Представленный в диссертации широкий спектр подходов к исследованию абсурда наглядно свидетельствуют о том, что для изучения проблемы абсурда в культуре и литературе необходим новый уровень ее научного осмысления, ведущий, с одной стороны, к четкому разграничению абсурда как 1) философско-эстетической категории и 2) категории художественной, а также — к четкому определению данных категорий; с другой стороны, требуется комплексный подход, позволяющий показать тесное взаимодействие абсурдного «модуса бытия» с художественным абсурдом.
Исходя из подробного анализа обширного материала исследований по абсурду, а также учитывая совокупный опыт зарубежных и российских исследований в области философии (С. Н. Булгаков, П. А. Флоренский, Г. В. Флоровский, Т. Адорно), теории культуры (М. М. Бахтин, И. П. Смирнов, С. Гринблатт, Т. Элиот), культурологии (Ю. М. Лотман), в диссертации выдвигается теоретическая концепция, согласно которой феномен абсурда вплотную связан с «кризисом» культуры и проблемой его интерпретации. Кризисным, переломным этапам в истории культуры присуща активизация синтетических и синкретических процессов. В художественной культуре таковыми были искания йенских романтиков, сценические эксперименты Вагнера, стилистика модерна, теория и практика символизма. Абсурд функционирует, в эти эпохи как негативная форма синтетической референции, как «страх влияния» (X. Блум): художественного, эстетического, философского, идеологического, а в широком смысле — «страх влияния» абсолютизации целостности, синтетической фазы истории и культуры, символического воздействия сложившихся смыслов, например, в литературе и художественном тексте, в литературном процессе и творчестве отдельного автора.
Абсурд подчеркивает экстремальное состояние системы: художественно-поэтической, эстетической, философской. В качестве
позитивного импульса к компенсации противоречия между миром абсолютизации целостности и миром ее релятивизации абсурд стимулирует появление инновационных явлений в культуре.

СОБРАННЫЕ ДАННЫЕ:
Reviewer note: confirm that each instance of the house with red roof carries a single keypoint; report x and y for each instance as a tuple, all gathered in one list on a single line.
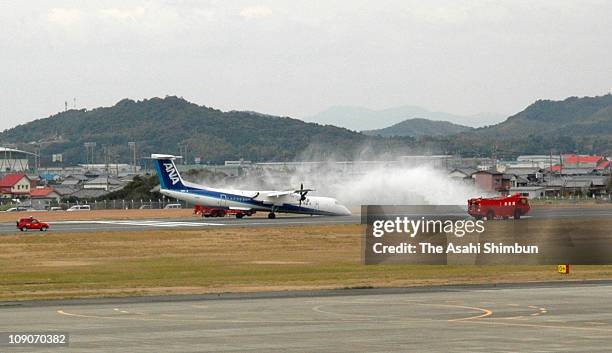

ЗАДАНИЕ 1: Что, по словам текста об абсурде, присуще кризисным, переломным этапам в истории культуры?
ЗАДАНИЕ 2: Соответствуют ли тексту об абсурде следующие утверждения? (a) Абсурд стимулирует появление инновационных явлений в культуре. (b) Культурология в тексте представлена именем М. М. Бахтина. (c) Сценические эксперименты Вагнера названы среди явлений художественной культуры кризисных этапов. Для каждого ответьте «да» или «нет» и приведите решающие слова текста дословно.
ЗАДАНИЕ 3: Выпишите без изменений фрагмент текста об абсурде, который открывается словами «Представленный в диссертации» и закрывается словами «с художественным абсурдом.».

ОБРАЗЕЦ ОТВЕТА 1: Активизация синтетических и синкретических процессов.

ОБРАЗЕЦ ОТВЕТА 2:
(a) Да: «абсурд стимулирует появление инновационных явлений в культуре».
(b) Нет: «культурологии (Ю. М. Лотман)».
(c) Да: «В художественной культуре таковыми были искания йенских романтиков, сценические эксперименты Вагнера».

ОБРАЗЕЦ ОТВЕТА 3:
Представленный в диссертации широкий спектр подходов к исследованию абсурда наглядно свидетельствуют о том, что для изучения проблемы абсурда в культуре и литературе необходим новый уровень ее научного осмысления, ведущий, с одной стороны, к четкому разграничению абсурда как 1) философско-эстетической категории и 2) категории художественной, а также — к четкому определению данных категорий; с другой стороны, требуется комплексный подход, позволяющий показать тесное взаимодействие абсурдного «модуса бытия» с художественным абсурдом.